PAGE:
---+---

Energy production graph of power plants by months.
10.3 Estimated earnings of power plants by years
Figure 7 shows the estimated earnings graph of the power plants over the years. Since the efficiency loss is taken into account in the solar panels used, it is observed that there is a decrease in electricity production depending on time. Therefore, the profit which is obtained decreases with time, as well. The Hatay power plant, which has a more efficient geographical location in terms of solar radiation, achieved the highest gain. Çanakkale and Erzurum power plants, which are at approximately the same latitude, have higher gains than Erzurum power plants, which are in a colder region. Although the solar radiation values of the regions close to the equator increase, it is shown that the Sinop power plant gains close to the Erzurum power plant owing to special environmental conditions.
Estimated earnings graph of power plants by years.
Table 2 contains the financial data of the power plants. When Table 2 is examined; total expenses and investment costs are equal in all power plants. At the end of the twenty-first year, it is shown that the least profit is obtained from Çanakkale power plant and the highest gain from the Hatay power plant.
Income–expense table of the power plants
| Power plants | ||||
|---|---|---|---|---|
| Erzurum | Çanakkale | Sinop | Hatay | |
| Total earnings | Ł2497276.68 | Ł2398026.28 | Ł2491731.00 | Ł2835150.22 |
| Total expenses | Ł42000.00 | Ł42000.00 | Ł42000.00 | Ł42000.00 |
| Investment cost | Ł2220000.00 | Ł2220000.00 | Ł2220000.00 | Ł2220000.00 |
Figure 8 shows the graph of the financial status of the power plants at the end of the twenty-first year. Table 2 and Figure 8 show that Çanakkale, Erzurum, Sinop and Hatay power plants made a profit of 136026.28, 229731.00, 235276.68 and 541650.22 Ł, respectively.
Financial position graphs of power plants at the end of the twenty-first year.
10.4 Annual specific gain data of power plants
Figure 9 shows the annual specific gain values of the four power plants. Although Erzurum and Çanakkale power plants are approximately at the same latitude, the effect of temperature difference due to altitude on panel efficiency is observed. Although Sinop and Hatay power plants are approximately at the same longitude, the Hatay power plant produced more electricity due to the high solar radiation on account of latitude.
Annual specific earnings of power plants.

---+---

GIVEN INFORMATION:
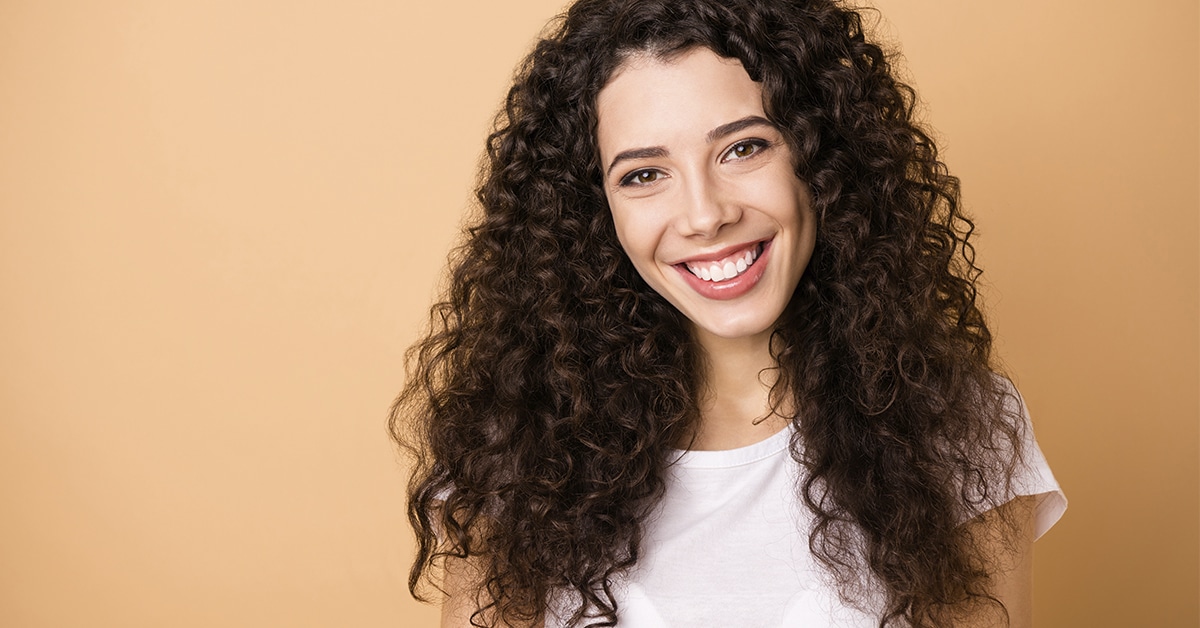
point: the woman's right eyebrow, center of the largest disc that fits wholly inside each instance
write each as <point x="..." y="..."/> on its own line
<point x="637" y="154"/>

---+---

GOALS:
• a. What total expenses does the solar power plant text list for each plant?
• b. Write the next part of the solar power plant text, picking up after its last sentence.

RESULTS FOR EACH TASK:
• a. Ł42000.00

• b.
10.5 Shading data of power plants
Figure 10 indicates the percentage gain and loss account of the power plants due to shading. The power plants are designed with the same features in the PVSOL program. On the contrary, due to their geographical location, the power plants have different cloudiness rates during the day and the year. Therefore, the gain/loss due to shading is different for each plant. Losses of gains in Sinop, Erzurum, Çanakkale and Hatay power plants are seen as 13645.19, 10464.78, 6508.93 and 5940.31 Ł, respectively.
Percentage gain losses of power plants due to shading.
11 Results
In this study, the effect of four different geographical regions in Turkey in electricity generation with solar panels on panel efficiency was analyzed using the PVSOL program. When the data obtained from the power plant models established in the PVSOL program are examined, it is seen that the change in latitude affects the solar radiation values. The amount of solar radiation is greater in areas close to the equator. Therefore, since the Hatay power plant, which is one of the selected regions, is closer to the equator, 13.78% more profit was obtained than the Sinop power plant. Changing the longitude values does not change the solar radiation values. However, since the temperature changes due to the altitude difference, it has been observed that the panel efficiency also changes. For this reason, the Erzurum power plant generated 4.13% more profit than the Çanakkale power plant. As a result, it is clearly seen that the PV systems to be installed in the region close to the equator and with high altitudes will make a profit in a shorter time. When investment and expenses are taken into account, a profit of 6.01% from the Çanakkale power plant, 10.15% from the Sinop power plant, 10.40% from the Erzurum power plant and 25.33% from the Hatay power plant. In addition to these, partial shading losses of modules were determined as 11.5% in Sinop power plant, 8.8% in Erzurum power plant, 5.7% in Çanakkale power plant and 4.4% in Hatay power plant. Considering these values, the efficiency of the panels can be further increased by using methods such as setting up the row spacing at the appropriate distance and avoiding the factors that will shade the modules.
Acknowledgments
There is no person or company to be acknowledged.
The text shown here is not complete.